Tarea planteada: Reproduzca sin cambios el pasaje del texto proporcionado que se inicia con las palabras que contienen "Quisiera hacer presentes" y concluye con "de la familia.".

Es impresionante la fe de este hombre:
Pronunciar un Pregón
constituye siempre un privilegio, una
oportunidad para hacer pública tu fe (…). Pregonar la Semana Santa no es
sólo anunciar la llegada de un periodo especial en la vida de la Iglesia.
Pregonar la Semana Santa es aspirar a que el sentido profundo de estos días
llene el año entero, nos llene la vida entera. Es aspirar a que la pasión, la
muerte y la resurrección que rememoramos irradien su luz sobre nuestra vida y
sobre nuestra muerte, sobre las de todos los hombres. Porque la muerte de Jesús es una lección
permanente de vida. Una lección para nuestras vidas, un acontecimiento que
no sólo debemos recordar sino del que debemos aprender las muchas enseñanzas
que nos ofrece para hacer frente a los problemas de cada día. Esta ha sido
siempre mi creencia.
(…) Podemos hallar puntos de encuentro entre la
experiencia terrible de Cristo y nuestras propias experiencias personales.
Referencias capaces de guiarnos a través de esos momentos oscuros y difíciles
por los que todos pasamos, hasta encontrar
la trascendencia de lo que puede parecer algo sin sentido. En la Cruz
de Cristo podemos encontrar siempre un camino seguro. En ella podemos
encontrar siempre las lecciones que necesitamos. Lecciones con las que
encarar momentos de crisis personal o social como las que ahora vivimos.
Las crisis forman parte de nuestras vidas. A
veces, las tenemos que afrontar en soledad, porque nos afectan sólo a nosotros,
a nuestra familia, a nuestros amigos; y en otras ocasiones, como en los tiempos
actuales, vivimos una crisis colectiva, una crisis de conciencias, de valores,
de actitudes, una crisis que me atrevo a calificar como una crisis global y
total. Yo quisiera evocar en este pregón algunas de esas enseñanzas permanentes
de la Cruz. Al menos, las que más me han ayudado, iluminado o guiado.
Quisiera hacer presentes cuatro de esas lecciones, porque me parecen muy
necesarias. Esas cuatro lecciones se refieren al valor de la alegría, del
silencio, de la verdad y de la familia.
ALEGRÍA
La primera lección de la
Semana Santa es la alegría. No puede haber una alegría mayor y más profunda que
la que brota de la vivencia personal de
lo que significa para uno mismo y para la humanidad la Pasión de Nuestro Señor.
Su muerte, llena de perdón y de amor hacia todos; y su resurrección, silenciosa
y discreta, capaz de transformar de raíz la historia misma. En el momento en
que Jesús se hace presente en el camino de Emaús, todo ha cambiado ya para
siempre. La tristeza se ha transformado en alegría. En una alegría nueva, que
nunca se había producido hasta ese momento. Una alegría distinta de todas las demás.

Material proporcionado:
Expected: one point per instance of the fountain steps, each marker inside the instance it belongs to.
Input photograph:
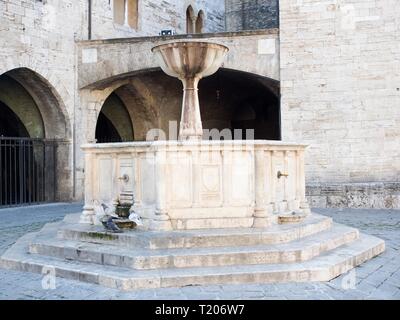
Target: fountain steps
(197, 238)
(138, 258)
(304, 256)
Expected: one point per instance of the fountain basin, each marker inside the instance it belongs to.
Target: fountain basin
(190, 61)
(199, 184)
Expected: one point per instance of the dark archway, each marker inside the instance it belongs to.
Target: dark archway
(190, 27)
(237, 100)
(200, 22)
(35, 162)
(114, 123)
(229, 99)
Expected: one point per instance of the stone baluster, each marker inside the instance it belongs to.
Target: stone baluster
(303, 200)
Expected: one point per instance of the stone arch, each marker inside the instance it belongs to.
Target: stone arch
(56, 124)
(114, 122)
(19, 107)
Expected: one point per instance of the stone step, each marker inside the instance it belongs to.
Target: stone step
(322, 268)
(235, 237)
(139, 258)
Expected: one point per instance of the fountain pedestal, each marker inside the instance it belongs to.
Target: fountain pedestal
(200, 184)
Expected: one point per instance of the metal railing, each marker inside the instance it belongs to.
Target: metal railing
(27, 171)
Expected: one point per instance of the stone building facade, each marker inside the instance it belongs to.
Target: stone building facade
(329, 77)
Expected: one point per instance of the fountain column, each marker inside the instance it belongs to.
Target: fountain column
(190, 127)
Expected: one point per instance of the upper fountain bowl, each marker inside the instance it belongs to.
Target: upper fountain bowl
(190, 59)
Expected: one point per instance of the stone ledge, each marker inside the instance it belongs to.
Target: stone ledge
(379, 195)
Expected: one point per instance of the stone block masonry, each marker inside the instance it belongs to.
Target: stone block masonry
(340, 75)
(251, 14)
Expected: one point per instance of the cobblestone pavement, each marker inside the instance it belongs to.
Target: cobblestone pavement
(378, 278)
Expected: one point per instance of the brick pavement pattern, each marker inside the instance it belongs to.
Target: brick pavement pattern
(378, 278)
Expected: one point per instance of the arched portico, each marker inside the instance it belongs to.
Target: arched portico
(35, 146)
(229, 99)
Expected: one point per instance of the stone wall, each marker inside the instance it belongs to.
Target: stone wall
(40, 36)
(154, 16)
(340, 75)
(251, 14)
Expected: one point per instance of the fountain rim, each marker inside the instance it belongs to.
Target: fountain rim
(177, 44)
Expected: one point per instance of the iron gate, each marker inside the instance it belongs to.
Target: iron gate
(27, 171)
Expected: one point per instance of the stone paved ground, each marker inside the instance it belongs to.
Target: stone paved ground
(377, 279)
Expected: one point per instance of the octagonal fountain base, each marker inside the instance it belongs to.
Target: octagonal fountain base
(315, 249)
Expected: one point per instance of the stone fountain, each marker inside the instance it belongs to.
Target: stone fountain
(213, 211)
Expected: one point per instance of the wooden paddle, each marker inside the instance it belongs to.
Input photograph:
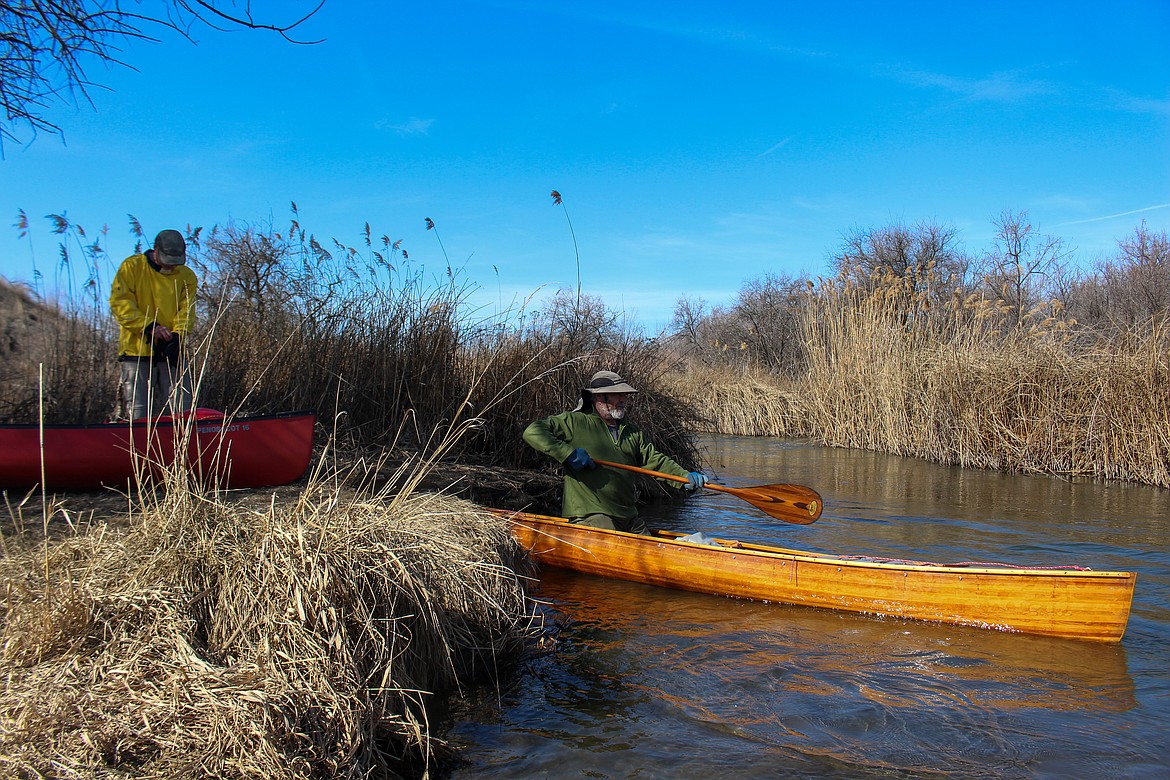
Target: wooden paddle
(789, 503)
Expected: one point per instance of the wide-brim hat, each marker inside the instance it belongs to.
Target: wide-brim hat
(603, 381)
(606, 381)
(170, 248)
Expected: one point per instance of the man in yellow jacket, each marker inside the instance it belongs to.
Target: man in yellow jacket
(153, 299)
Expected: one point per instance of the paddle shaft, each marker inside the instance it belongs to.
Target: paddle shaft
(789, 503)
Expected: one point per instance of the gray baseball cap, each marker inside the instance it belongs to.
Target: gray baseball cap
(170, 248)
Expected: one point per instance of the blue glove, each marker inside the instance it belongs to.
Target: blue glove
(579, 460)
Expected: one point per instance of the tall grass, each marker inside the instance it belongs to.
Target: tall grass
(385, 353)
(211, 639)
(959, 382)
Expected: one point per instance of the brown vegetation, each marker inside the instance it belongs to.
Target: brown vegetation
(908, 350)
(310, 637)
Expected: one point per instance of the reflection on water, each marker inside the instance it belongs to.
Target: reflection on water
(646, 682)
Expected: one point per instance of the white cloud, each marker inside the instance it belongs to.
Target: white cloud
(412, 126)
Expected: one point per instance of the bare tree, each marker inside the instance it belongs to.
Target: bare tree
(46, 47)
(1020, 267)
(923, 255)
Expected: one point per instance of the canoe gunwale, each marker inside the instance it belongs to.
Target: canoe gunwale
(1071, 604)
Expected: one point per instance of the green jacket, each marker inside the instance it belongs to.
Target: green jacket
(600, 490)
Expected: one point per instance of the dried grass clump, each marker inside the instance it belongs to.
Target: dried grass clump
(208, 640)
(740, 401)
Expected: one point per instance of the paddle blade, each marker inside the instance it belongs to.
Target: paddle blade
(789, 503)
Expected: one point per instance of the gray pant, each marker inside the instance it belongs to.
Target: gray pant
(153, 388)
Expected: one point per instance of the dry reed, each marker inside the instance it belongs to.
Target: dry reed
(212, 640)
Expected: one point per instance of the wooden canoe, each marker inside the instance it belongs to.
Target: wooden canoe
(1065, 602)
(221, 451)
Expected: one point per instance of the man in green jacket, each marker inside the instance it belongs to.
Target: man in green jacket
(153, 299)
(603, 497)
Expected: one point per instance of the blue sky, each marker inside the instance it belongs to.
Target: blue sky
(696, 145)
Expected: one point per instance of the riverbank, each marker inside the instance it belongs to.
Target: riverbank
(305, 630)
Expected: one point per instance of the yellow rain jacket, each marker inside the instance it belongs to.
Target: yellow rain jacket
(142, 297)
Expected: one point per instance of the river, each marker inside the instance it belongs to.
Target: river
(644, 682)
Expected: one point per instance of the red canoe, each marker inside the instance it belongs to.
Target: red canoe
(221, 451)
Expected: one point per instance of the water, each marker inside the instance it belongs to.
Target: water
(644, 682)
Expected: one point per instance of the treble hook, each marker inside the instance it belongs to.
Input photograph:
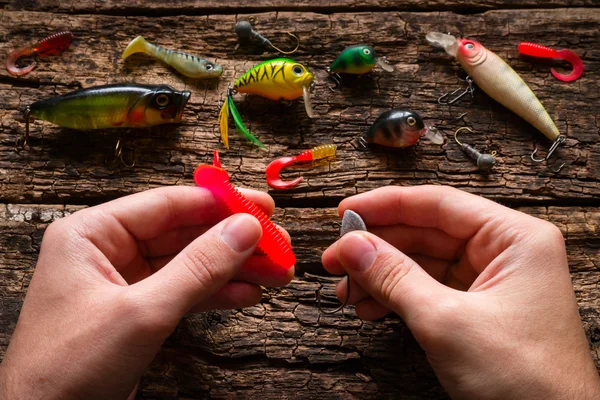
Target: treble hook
(119, 155)
(245, 32)
(447, 99)
(560, 140)
(537, 50)
(485, 161)
(274, 168)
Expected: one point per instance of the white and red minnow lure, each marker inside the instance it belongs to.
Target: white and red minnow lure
(499, 81)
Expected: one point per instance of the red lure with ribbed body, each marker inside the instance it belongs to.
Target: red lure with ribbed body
(52, 45)
(537, 50)
(273, 243)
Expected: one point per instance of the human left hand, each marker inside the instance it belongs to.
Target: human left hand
(113, 281)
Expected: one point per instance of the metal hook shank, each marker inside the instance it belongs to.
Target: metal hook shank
(560, 140)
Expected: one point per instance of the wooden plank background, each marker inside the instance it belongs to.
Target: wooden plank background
(283, 348)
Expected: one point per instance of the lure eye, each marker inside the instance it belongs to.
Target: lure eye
(162, 100)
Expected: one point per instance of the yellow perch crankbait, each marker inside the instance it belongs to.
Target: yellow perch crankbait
(187, 64)
(277, 79)
(499, 81)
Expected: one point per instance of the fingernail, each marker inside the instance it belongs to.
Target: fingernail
(356, 252)
(241, 232)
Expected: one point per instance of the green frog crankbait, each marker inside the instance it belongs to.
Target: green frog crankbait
(356, 60)
(399, 128)
(111, 106)
(277, 79)
(186, 64)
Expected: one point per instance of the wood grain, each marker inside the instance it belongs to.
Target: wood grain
(284, 346)
(69, 166)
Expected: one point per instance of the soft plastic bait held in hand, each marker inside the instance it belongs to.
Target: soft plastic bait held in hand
(274, 168)
(496, 78)
(186, 64)
(272, 243)
(111, 106)
(277, 79)
(400, 128)
(52, 45)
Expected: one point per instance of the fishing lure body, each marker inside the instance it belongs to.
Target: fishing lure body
(274, 168)
(52, 45)
(498, 80)
(111, 106)
(186, 64)
(400, 128)
(537, 50)
(272, 243)
(357, 60)
(277, 79)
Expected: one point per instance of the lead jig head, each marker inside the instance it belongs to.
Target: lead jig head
(274, 168)
(485, 161)
(351, 221)
(245, 32)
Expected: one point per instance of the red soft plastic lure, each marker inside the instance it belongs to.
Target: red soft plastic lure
(275, 167)
(537, 50)
(273, 243)
(52, 45)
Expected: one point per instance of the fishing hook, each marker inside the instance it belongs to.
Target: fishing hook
(341, 307)
(245, 32)
(119, 155)
(23, 140)
(537, 50)
(273, 170)
(560, 140)
(485, 161)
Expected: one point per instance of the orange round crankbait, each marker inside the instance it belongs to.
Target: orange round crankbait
(52, 45)
(273, 243)
(317, 153)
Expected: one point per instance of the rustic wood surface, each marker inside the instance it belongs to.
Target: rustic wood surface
(283, 347)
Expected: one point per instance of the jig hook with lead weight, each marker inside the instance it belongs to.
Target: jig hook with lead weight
(274, 168)
(351, 221)
(52, 45)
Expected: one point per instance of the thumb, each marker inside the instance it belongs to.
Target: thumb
(389, 276)
(204, 266)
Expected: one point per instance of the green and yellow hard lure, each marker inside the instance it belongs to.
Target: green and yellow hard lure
(111, 106)
(356, 60)
(277, 79)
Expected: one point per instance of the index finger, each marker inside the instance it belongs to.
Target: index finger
(453, 211)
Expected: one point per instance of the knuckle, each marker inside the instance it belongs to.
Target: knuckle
(199, 262)
(392, 270)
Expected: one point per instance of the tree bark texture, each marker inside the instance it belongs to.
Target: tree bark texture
(283, 347)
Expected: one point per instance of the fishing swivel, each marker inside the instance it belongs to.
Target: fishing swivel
(485, 161)
(246, 33)
(274, 168)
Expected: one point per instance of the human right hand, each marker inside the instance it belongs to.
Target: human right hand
(485, 290)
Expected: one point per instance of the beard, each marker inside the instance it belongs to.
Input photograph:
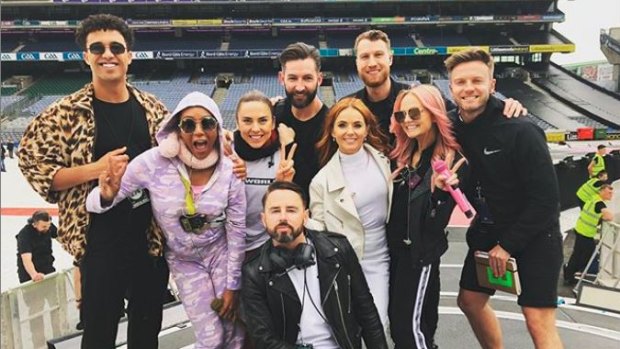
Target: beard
(380, 80)
(284, 237)
(309, 97)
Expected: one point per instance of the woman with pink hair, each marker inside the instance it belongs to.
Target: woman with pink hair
(420, 213)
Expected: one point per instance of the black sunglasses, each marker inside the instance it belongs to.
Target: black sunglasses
(98, 48)
(414, 113)
(189, 125)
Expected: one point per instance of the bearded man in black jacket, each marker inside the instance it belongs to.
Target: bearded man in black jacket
(305, 289)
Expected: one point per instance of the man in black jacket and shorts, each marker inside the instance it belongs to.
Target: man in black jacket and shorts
(514, 188)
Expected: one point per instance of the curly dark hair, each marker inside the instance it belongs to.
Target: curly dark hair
(98, 22)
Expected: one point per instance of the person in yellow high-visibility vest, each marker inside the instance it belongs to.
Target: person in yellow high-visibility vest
(597, 164)
(589, 190)
(593, 212)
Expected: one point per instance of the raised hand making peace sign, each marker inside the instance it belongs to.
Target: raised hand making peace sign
(286, 169)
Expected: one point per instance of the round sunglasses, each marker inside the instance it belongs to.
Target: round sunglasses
(189, 125)
(98, 48)
(414, 114)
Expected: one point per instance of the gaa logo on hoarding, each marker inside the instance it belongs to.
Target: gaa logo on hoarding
(143, 55)
(51, 56)
(29, 56)
(72, 56)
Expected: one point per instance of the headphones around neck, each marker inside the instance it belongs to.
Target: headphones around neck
(285, 260)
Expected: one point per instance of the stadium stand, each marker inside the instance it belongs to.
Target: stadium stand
(167, 40)
(7, 101)
(53, 42)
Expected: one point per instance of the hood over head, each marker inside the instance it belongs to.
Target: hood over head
(168, 134)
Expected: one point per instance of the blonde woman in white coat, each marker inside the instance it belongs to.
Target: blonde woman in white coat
(352, 193)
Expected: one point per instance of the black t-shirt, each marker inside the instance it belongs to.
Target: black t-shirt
(307, 133)
(29, 240)
(122, 228)
(382, 109)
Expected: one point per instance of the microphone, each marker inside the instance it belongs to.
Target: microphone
(440, 167)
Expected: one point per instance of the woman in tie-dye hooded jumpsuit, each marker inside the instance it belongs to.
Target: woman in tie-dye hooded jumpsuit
(204, 264)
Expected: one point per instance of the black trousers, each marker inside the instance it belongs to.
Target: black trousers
(582, 251)
(414, 302)
(108, 277)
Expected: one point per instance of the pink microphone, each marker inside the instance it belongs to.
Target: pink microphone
(440, 167)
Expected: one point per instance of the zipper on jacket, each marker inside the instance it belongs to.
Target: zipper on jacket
(349, 281)
(344, 326)
(330, 288)
(283, 317)
(92, 152)
(408, 241)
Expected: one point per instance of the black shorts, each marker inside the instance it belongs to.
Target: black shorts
(538, 264)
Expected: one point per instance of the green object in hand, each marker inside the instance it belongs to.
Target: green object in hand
(506, 281)
(217, 304)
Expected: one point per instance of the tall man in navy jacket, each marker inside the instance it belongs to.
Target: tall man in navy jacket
(515, 191)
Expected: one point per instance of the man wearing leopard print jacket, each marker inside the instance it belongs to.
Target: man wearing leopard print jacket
(62, 153)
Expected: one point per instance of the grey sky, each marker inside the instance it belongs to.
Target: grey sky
(584, 20)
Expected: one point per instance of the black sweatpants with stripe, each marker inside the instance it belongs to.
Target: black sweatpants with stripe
(414, 302)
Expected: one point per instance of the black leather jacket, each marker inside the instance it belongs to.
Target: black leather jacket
(272, 309)
(419, 218)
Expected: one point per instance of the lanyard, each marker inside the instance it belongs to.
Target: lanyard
(189, 197)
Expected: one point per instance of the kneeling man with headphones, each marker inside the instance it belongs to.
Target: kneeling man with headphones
(305, 289)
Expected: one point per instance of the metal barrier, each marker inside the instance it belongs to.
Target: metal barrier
(604, 291)
(33, 313)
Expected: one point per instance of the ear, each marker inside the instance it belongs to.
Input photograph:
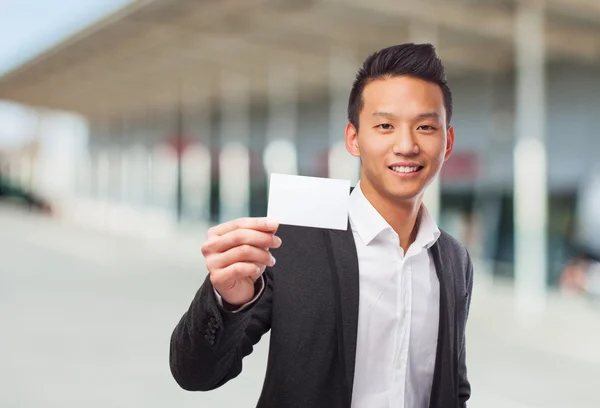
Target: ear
(449, 142)
(352, 140)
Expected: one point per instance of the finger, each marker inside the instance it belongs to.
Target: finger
(237, 271)
(243, 253)
(254, 223)
(235, 238)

Respuesta redactada:
Quisiera hacer presentes cuatro de esas lecciones, porque me parecen muy
necesarias. Esas cuatro lecciones se refieren al valor de la alegría, del
silencio, de la verdad y de la familia.